Exercise directions – Can you copy every one of the rows below word for word, leaving the pictures out?

Extracted data –
###

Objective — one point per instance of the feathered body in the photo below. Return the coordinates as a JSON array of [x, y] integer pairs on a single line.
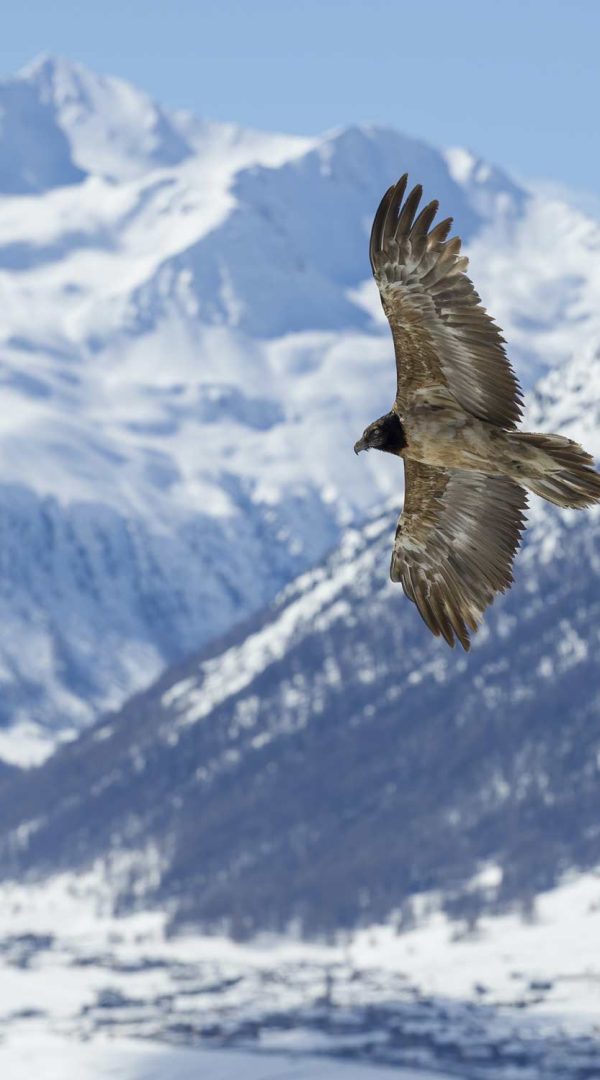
[[453, 422]]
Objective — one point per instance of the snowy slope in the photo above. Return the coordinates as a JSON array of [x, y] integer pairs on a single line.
[[510, 998], [395, 765], [189, 345]]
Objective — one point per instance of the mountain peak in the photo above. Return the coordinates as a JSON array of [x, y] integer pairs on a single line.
[[113, 129]]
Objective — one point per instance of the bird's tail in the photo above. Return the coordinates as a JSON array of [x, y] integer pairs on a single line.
[[557, 469]]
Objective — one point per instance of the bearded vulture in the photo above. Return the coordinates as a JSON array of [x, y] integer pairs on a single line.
[[454, 424]]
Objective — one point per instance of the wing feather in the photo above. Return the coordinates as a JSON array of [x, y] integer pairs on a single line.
[[454, 545], [442, 335]]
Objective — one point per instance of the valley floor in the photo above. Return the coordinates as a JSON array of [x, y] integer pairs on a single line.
[[84, 995]]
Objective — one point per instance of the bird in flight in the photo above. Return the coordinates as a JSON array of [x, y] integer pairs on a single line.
[[454, 424]]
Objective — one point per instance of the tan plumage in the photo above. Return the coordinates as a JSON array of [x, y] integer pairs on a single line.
[[453, 420]]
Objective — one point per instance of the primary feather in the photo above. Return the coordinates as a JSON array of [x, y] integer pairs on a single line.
[[458, 404]]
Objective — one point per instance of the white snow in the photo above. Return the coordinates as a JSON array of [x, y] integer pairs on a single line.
[[53, 1057], [206, 346]]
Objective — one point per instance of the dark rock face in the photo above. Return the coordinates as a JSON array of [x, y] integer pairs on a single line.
[[329, 759]]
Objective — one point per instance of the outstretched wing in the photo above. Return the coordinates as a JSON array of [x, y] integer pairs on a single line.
[[454, 545], [442, 335]]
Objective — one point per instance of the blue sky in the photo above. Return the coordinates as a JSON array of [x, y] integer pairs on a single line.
[[518, 82]]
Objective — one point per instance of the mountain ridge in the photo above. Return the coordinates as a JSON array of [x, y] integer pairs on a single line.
[[207, 345]]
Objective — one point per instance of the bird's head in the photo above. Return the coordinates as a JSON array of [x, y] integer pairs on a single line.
[[383, 434]]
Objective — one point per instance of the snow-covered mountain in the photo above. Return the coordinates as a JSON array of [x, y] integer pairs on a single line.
[[190, 343], [330, 759]]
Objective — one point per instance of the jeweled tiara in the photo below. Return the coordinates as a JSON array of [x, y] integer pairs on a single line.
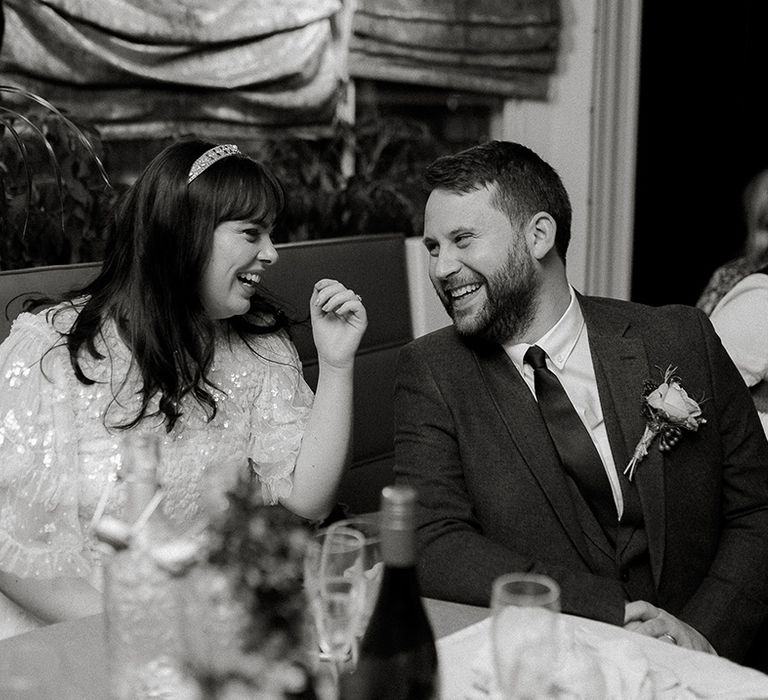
[[210, 157]]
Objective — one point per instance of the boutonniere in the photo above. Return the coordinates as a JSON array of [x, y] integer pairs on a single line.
[[668, 411]]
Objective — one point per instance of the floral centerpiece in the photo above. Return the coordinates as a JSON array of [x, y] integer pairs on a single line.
[[245, 625]]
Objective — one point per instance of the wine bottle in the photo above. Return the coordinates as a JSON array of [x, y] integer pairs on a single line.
[[398, 658], [141, 602]]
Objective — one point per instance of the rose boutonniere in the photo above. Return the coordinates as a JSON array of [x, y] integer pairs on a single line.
[[668, 411]]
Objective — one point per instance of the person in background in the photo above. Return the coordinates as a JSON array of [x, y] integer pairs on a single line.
[[609, 445], [175, 336], [755, 252], [736, 298]]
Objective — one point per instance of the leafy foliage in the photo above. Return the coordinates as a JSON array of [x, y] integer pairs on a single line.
[[54, 191], [381, 193]]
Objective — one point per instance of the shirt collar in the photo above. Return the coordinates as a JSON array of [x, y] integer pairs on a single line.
[[559, 341]]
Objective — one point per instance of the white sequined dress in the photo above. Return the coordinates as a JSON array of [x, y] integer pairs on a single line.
[[58, 455]]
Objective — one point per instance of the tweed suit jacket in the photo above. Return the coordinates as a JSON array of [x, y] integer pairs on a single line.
[[493, 497]]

###

Exercise result –
Objective — one point per instance of the feathered body in the photo below. Return the coordinates as a JSON array of [x, y] integer pairs on a single line.
[[453, 422]]
Objective — one point per instance of the snowy slope in the photo above. Return the coordinates as a JSON array of [x, y] integer pairs on a single line.
[[510, 998], [395, 765], [189, 345]]
Objective — one point per instance of the mountain peak in the photo above. Return the coordinates as a JSON array of [x, y] integer pairs on a single line.
[[113, 129]]
Objective — one point per instance of the bird's tail in the photo above. Return the coordinates as a JSON array of [x, y] integer pairs on a single line.
[[557, 469]]
Objective — one point per instance of the bearded vulture in the photo above. Return the coordinates as a JSON array of [x, y] integer pairs on a single line.
[[454, 424]]
Objective — one point per instance of the wing feather in the photo above. Return the coordinates as a JSON array of [x, y] integer pairs on a single line.
[[454, 545], [442, 335]]
Objective — one point per instance of the valley floor in the photo above. Return the coordinates as a JSON array of [x, y] integer pairs on a single line.
[[84, 995]]
Objective — one point per instance of the bird in flight in the photo above. Return the coordinates as a JSON array of [x, y] integer pairs on a single line.
[[454, 424]]
Objective — one point per instance of the tan plumage in the photo above. Return the coordinates as a JSON array of [x, y] integer pairs on a single line.
[[453, 420]]
Objective — one point per instance of the primary feather in the photo above. Return the coordinates as a JSON array of [x, y] integer pairs on a single line.
[[458, 404]]
Objective — one point per instance of the white snow in the photo above. Return the coordinates as a JSON array of [x, y] integer pairs on a single line.
[[53, 1057], [206, 346]]
Objective — one point per instance of the dark rock face in the photo above. Return the coordinates as a JSON array of [x, y] integer pairs on a single line.
[[329, 759]]
Objective — one point per instance of the outstretched wing in the photo above. Return the coordinates as a JSON array of [x, y] integer pairs on a single line.
[[454, 545], [442, 335]]
Objective — one point per instance of the blue sky in the photo above. Return the coordinates as a JSON array of [x, y] integer pairs on a single line.
[[518, 82]]
Objective — one point per instance of the mountain ridge in the photo above. Return the coordinates as a JSON array of [x, y] integer pairs on a single line.
[[207, 345]]
Objective — one point per instance of the bird's head in the photo above. Return the coordinates as a JSON array of [x, y] integer pairs on a single line.
[[383, 434]]
Objective — one point per instance of the snow-covered mountain in the photo above. Return the coordinates as a JSON array of [x, y] integer pairs on a single line.
[[190, 343], [330, 759]]
Objective — one point per instance of the jeweled tiara in the photo below. Return the coordinates as a JSON array of [x, y] integer pairs on a single line.
[[210, 157]]
Objective — one point per instance of the boutonniere in the photo above. Return the coordinates as a JSON array of [x, y] integer pairs on a single line.
[[668, 411]]
Objective — one point per instance of the floral centerpiece in the photo above. Return the coordinates as a JSON array of [x, y] integer pairs on a single line.
[[245, 625]]
Objective — one point per instance of the wine bottle in the photo above. Return the coordinates as a JSON array of [x, y] integer pairs on a single line.
[[398, 658], [141, 602]]
Objective — one point per instance of the rose boutonniere in the photo above. Return the coordinates as a JSON array of [x, y] integer pairs on a single line.
[[668, 411]]
Objective — one point per instance of the person in background in the photo above. Return the coordinates as a JSON array of [x, y] integer pairs on a single line.
[[609, 445], [175, 336], [755, 252], [736, 298]]
Objective — one point per instance of the leafy foliage in the photo above. Return the coordinates as a JSON array of [x, y] integer pairs on a single line.
[[54, 191], [381, 193]]
Objective — one point per instance of the shirt collar in the photo above. Return the coordinates as a JSON array of [x, y] integer pairs on a single line.
[[559, 341]]
Objective — one point per instance of the white sequined dress in the photo above. Return the coordinates as a JSON array of [x, y] integer pairs on a single line.
[[58, 455]]
Objective — one point per instance of the tweed suit jacket in the photo above. Return the coordinates as a JSON array of [x, y] integer pairs on a single line.
[[493, 497]]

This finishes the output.